— START OF RECORDS SHOWN —

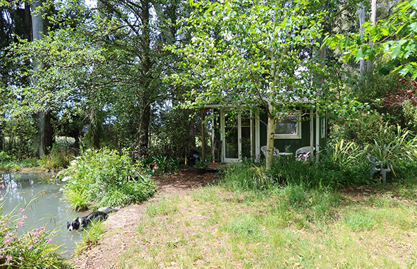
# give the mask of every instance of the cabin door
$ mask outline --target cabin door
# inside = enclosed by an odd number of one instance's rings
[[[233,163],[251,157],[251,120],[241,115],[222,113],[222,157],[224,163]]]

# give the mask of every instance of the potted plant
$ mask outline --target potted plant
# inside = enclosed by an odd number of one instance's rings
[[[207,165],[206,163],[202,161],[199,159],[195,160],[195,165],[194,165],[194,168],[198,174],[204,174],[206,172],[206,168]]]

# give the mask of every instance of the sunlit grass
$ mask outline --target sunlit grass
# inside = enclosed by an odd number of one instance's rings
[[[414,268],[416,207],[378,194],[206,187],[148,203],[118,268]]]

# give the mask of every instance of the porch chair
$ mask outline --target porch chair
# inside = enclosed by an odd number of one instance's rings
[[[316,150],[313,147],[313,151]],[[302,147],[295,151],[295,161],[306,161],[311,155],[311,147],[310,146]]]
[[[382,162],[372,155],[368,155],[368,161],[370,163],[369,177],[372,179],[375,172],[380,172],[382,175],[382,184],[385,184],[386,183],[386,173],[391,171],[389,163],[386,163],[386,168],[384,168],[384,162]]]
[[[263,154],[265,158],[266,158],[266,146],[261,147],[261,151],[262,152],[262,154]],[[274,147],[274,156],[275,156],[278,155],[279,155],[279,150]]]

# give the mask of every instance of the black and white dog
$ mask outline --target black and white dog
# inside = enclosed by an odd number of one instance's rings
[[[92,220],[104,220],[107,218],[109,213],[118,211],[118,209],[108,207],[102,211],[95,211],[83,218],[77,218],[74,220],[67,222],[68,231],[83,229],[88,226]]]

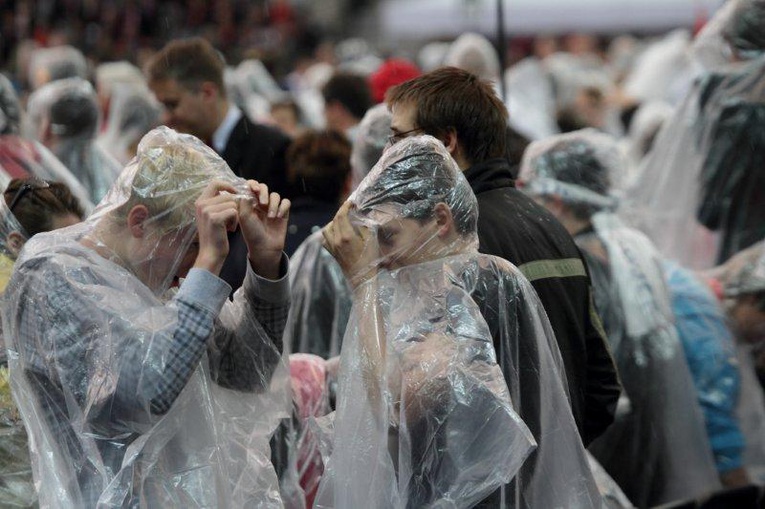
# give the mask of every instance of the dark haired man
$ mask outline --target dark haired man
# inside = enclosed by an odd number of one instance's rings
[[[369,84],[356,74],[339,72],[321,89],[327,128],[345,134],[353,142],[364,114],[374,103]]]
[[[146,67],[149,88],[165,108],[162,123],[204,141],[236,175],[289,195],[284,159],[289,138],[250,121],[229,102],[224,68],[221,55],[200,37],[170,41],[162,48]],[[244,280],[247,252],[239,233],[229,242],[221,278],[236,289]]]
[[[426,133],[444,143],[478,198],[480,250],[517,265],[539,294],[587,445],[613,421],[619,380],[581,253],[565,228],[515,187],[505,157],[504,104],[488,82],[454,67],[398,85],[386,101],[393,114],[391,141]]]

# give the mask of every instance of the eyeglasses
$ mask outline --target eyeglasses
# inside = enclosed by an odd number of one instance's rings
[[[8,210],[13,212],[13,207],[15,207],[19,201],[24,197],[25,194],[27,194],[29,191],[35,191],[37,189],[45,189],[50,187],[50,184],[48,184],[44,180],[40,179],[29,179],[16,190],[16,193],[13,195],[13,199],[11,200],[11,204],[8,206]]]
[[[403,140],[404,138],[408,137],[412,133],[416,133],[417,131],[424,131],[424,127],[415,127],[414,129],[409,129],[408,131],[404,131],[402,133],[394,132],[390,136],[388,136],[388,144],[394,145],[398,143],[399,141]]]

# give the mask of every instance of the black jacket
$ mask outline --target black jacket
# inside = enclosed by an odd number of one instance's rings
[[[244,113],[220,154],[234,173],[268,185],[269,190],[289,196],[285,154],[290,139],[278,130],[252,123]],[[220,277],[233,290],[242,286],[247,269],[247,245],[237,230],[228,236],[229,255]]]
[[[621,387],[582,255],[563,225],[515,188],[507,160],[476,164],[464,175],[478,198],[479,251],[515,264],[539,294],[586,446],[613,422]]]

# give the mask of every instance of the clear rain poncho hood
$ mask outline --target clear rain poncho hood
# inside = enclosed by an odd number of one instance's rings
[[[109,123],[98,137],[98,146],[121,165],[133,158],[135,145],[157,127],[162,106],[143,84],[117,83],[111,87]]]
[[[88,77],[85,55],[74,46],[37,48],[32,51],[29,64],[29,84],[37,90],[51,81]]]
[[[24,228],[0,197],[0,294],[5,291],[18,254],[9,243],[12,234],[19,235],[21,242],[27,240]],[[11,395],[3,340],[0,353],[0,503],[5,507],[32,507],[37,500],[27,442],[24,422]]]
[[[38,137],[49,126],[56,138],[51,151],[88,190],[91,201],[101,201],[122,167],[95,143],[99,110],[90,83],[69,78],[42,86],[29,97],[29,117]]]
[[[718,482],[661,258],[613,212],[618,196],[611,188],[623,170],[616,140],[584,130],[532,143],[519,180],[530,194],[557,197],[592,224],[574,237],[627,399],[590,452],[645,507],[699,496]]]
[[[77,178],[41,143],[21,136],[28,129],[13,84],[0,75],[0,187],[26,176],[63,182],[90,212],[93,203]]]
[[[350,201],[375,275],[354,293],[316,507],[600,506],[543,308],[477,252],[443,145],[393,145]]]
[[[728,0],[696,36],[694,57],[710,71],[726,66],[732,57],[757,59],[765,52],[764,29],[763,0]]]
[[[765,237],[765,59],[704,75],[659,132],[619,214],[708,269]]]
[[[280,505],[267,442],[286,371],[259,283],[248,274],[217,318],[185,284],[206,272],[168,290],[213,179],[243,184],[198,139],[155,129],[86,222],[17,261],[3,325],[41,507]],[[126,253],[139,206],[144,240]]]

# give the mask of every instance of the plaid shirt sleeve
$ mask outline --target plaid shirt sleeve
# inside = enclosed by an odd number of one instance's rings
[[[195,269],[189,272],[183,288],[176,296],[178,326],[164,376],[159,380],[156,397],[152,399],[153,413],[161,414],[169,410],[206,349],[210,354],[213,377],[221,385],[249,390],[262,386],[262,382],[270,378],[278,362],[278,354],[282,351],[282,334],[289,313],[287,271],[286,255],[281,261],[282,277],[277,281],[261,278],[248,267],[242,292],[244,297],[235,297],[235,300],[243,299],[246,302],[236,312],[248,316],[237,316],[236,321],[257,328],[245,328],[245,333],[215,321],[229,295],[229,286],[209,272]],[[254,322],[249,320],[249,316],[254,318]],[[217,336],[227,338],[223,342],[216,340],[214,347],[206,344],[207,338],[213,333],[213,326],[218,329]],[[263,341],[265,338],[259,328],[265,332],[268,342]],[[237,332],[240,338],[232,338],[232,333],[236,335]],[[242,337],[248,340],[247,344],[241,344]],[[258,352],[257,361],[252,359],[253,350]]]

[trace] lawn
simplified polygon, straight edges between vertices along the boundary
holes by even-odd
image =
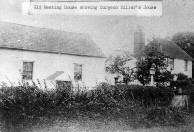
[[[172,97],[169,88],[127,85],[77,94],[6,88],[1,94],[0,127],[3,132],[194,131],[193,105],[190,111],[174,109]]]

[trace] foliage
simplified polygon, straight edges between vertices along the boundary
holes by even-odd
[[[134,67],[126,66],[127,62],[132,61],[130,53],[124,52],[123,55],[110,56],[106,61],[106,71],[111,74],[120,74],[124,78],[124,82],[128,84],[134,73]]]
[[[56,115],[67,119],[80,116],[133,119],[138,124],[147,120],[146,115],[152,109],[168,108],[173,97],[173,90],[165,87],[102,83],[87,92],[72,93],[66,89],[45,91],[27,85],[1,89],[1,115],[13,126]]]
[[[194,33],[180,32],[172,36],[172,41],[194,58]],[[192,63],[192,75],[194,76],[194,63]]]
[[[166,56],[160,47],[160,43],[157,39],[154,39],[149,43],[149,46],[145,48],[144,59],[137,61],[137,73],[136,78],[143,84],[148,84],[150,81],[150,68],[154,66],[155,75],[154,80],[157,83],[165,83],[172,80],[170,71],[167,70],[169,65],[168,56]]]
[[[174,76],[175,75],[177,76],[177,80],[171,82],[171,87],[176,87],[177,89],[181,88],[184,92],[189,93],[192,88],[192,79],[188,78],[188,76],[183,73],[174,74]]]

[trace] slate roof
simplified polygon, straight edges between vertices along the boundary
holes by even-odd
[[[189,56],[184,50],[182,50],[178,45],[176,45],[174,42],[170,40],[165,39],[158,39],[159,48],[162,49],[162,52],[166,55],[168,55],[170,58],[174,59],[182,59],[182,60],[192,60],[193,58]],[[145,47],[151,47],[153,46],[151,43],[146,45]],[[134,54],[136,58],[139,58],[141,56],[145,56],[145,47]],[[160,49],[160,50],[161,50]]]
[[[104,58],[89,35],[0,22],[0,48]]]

— END OF RECORDS SHOWN —
— START OF RECORDS SHOWN —

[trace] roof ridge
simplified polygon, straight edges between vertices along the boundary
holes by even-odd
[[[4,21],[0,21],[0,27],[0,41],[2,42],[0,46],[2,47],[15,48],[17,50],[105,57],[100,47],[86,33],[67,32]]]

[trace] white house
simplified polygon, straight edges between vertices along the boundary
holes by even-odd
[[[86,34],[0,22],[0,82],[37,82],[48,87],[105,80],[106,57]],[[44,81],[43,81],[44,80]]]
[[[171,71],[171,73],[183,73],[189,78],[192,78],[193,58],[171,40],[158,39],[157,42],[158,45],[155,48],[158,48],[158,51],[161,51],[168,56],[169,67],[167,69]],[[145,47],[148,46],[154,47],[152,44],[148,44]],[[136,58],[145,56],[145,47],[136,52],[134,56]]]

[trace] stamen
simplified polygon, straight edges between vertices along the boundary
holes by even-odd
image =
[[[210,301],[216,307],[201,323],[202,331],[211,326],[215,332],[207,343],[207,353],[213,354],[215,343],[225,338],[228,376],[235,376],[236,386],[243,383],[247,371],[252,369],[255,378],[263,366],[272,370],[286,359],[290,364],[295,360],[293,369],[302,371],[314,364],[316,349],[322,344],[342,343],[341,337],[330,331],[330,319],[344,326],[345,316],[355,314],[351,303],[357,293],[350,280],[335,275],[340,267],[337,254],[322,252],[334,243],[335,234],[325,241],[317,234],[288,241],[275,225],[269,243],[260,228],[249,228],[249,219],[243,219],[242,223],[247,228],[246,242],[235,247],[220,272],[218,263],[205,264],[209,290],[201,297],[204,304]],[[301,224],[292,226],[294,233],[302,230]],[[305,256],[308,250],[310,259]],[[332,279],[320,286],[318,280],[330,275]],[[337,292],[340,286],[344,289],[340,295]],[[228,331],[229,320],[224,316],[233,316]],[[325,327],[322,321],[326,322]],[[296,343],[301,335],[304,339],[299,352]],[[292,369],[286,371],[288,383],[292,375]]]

— END OF RECORDS SHOWN —

→ WHAT IS ASKED
Render the listing from the line with "[trace] lawn" to the line with "[[[104,58],[89,35],[0,22],[0,48]]]" as a two-column CSV with columns named instruction and outline, one row per entry. Put each entry's text and its answer in separate quoted fields, turn line breaks into spaces, and leave out the pictures.

→ SOLUTION TO THE PROBLEM
instruction,outline
"[trace] lawn simplified polygon, straight edges between vertices along the boundary holes by even-odd image =","[[[172,97],[169,88],[127,85],[77,94],[6,88],[1,94],[0,127],[3,132],[194,131],[193,105],[190,111],[174,109]]]"
"[trace] foliage simplified polygon, straight edges between vertices along the boundary holes by even-odd","[[[134,67],[126,66],[127,62],[132,61],[130,53],[124,52],[123,55],[110,56],[106,61],[106,71],[111,74],[120,74],[124,78],[124,82],[128,84],[134,73]]] [[[56,115],[67,119],[80,116],[133,119],[138,124],[147,120],[146,115],[152,109],[168,108],[173,97],[173,90],[165,87],[102,83],[87,92],[72,93],[66,89],[45,91],[27,85],[1,89],[1,115],[13,126]]] [[[194,33],[180,32],[172,36],[172,41],[194,58]],[[192,63],[192,75],[194,76],[194,63]]] [[[166,56],[160,47],[160,43],[157,39],[154,39],[149,43],[149,46],[145,48],[144,59],[137,61],[137,73],[136,78],[143,84],[148,84],[150,81],[150,68],[154,66],[155,75],[154,80],[157,83],[165,83],[172,80],[170,71],[167,70],[169,65],[168,56]]] [[[174,76],[175,75],[177,76],[177,80],[171,82],[171,87],[176,87],[177,89],[181,88],[184,92],[189,93],[192,88],[192,79],[188,78],[188,76],[183,73],[174,74]]]"
"[trace] slate roof simplified polygon, straight edges between vertices along the boundary holes by even-odd","[[[189,56],[184,50],[182,50],[178,45],[176,45],[174,42],[170,40],[165,39],[158,39],[159,48],[162,49],[162,52],[166,55],[168,55],[170,58],[174,59],[182,59],[182,60],[192,60],[193,58]],[[145,47],[151,47],[153,46],[151,43],[146,45]],[[134,54],[136,58],[139,58],[141,56],[145,56],[145,47]],[[160,49],[160,50],[161,50]]] [[[104,58],[89,35],[0,22],[0,48]]]"